- **What you will do**: Restate, word for word, every line of the data.

======== Exercise inputs ========

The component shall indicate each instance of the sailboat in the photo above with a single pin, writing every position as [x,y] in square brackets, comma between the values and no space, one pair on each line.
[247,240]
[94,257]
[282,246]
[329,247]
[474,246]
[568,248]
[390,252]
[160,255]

========

- **Result of this task**:
The component shall indicate each instance of the sailboat in the photo above with a single pin, writing every position as [x,y] in square brackets, comma between the values and no space, one pair on each line.
[247,240]
[94,257]
[282,246]
[329,247]
[474,246]
[568,248]
[390,252]
[160,255]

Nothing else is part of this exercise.